Please copy out each row below that contains the word "stone", treating uppercase and lowercase letters as different.

begin Records for this exercise

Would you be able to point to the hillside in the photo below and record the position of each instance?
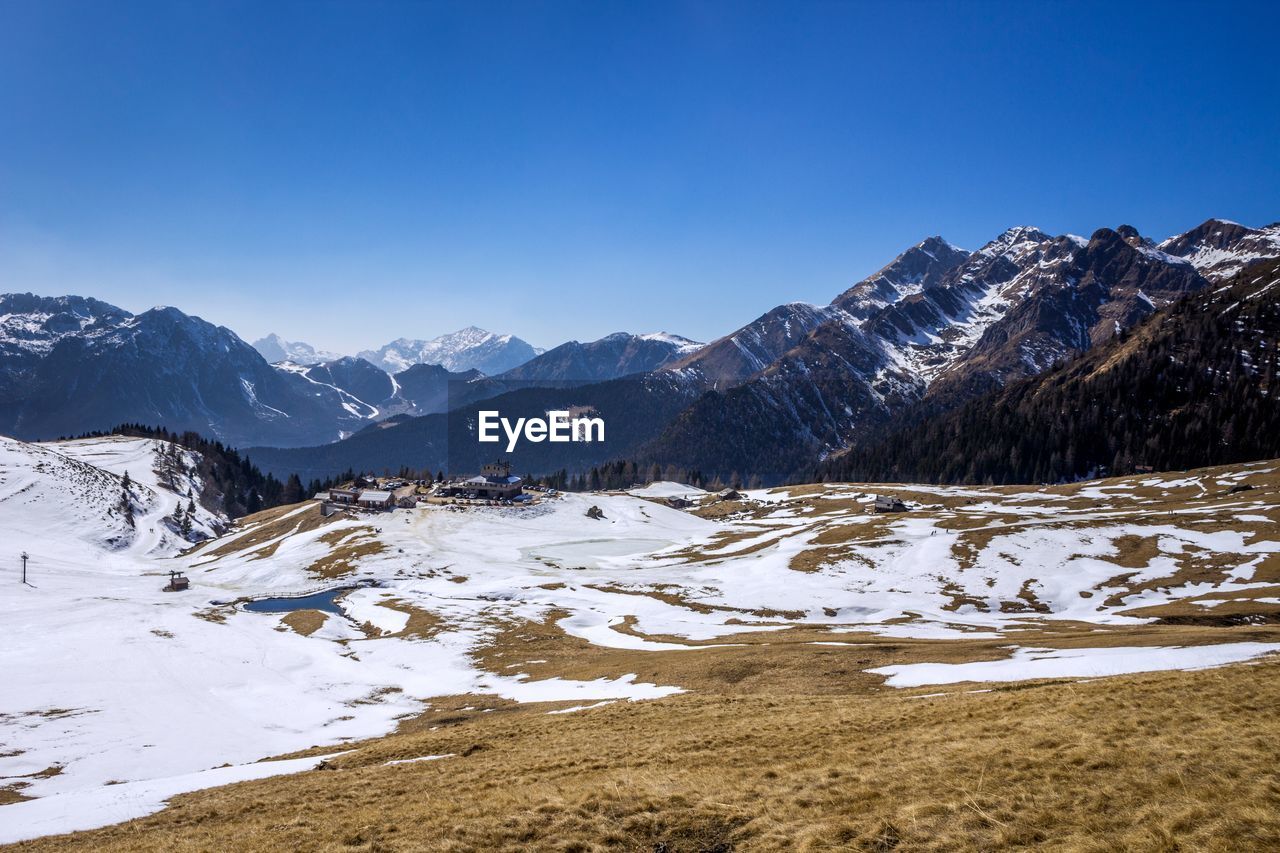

end Records for this exercise
begin Records for this exercise

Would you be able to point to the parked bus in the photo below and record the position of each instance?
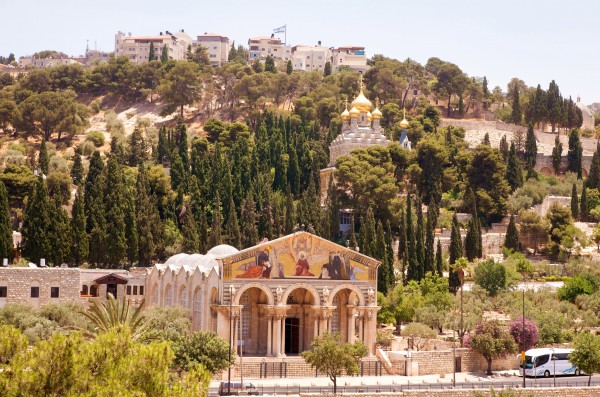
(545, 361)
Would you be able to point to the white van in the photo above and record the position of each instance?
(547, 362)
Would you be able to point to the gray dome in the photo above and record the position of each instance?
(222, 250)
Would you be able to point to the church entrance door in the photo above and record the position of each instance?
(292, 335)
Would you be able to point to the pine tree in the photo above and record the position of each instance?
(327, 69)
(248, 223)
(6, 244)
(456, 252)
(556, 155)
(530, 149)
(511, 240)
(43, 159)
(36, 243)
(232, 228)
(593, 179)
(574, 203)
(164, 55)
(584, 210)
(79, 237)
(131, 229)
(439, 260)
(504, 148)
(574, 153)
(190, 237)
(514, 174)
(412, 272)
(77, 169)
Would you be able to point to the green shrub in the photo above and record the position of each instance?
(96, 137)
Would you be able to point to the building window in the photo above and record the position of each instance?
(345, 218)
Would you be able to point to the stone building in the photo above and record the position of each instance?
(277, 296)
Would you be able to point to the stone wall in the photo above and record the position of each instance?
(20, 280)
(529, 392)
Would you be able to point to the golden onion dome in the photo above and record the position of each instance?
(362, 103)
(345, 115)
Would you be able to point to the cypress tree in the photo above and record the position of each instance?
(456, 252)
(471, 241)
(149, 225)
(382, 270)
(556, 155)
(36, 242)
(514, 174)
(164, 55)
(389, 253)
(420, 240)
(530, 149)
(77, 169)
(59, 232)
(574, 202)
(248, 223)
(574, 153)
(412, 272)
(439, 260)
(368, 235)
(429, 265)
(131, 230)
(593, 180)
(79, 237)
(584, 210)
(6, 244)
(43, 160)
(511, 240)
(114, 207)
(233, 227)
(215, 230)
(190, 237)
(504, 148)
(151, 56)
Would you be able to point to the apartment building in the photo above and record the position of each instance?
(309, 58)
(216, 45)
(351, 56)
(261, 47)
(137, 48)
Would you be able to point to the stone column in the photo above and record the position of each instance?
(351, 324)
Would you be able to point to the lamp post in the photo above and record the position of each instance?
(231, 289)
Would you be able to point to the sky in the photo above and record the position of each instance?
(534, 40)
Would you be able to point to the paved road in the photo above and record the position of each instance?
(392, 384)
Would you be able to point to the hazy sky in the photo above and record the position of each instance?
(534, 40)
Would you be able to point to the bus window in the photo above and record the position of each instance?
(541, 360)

end Records for this exercise

Task output >>
Would you be able to point to the stone building in the photo above and record the position of each instance?
Would you be able to point to the stone wall in the photo above and record the position of each instance?
Would you be able to point to the stone column in the photo above and record the position of each instance?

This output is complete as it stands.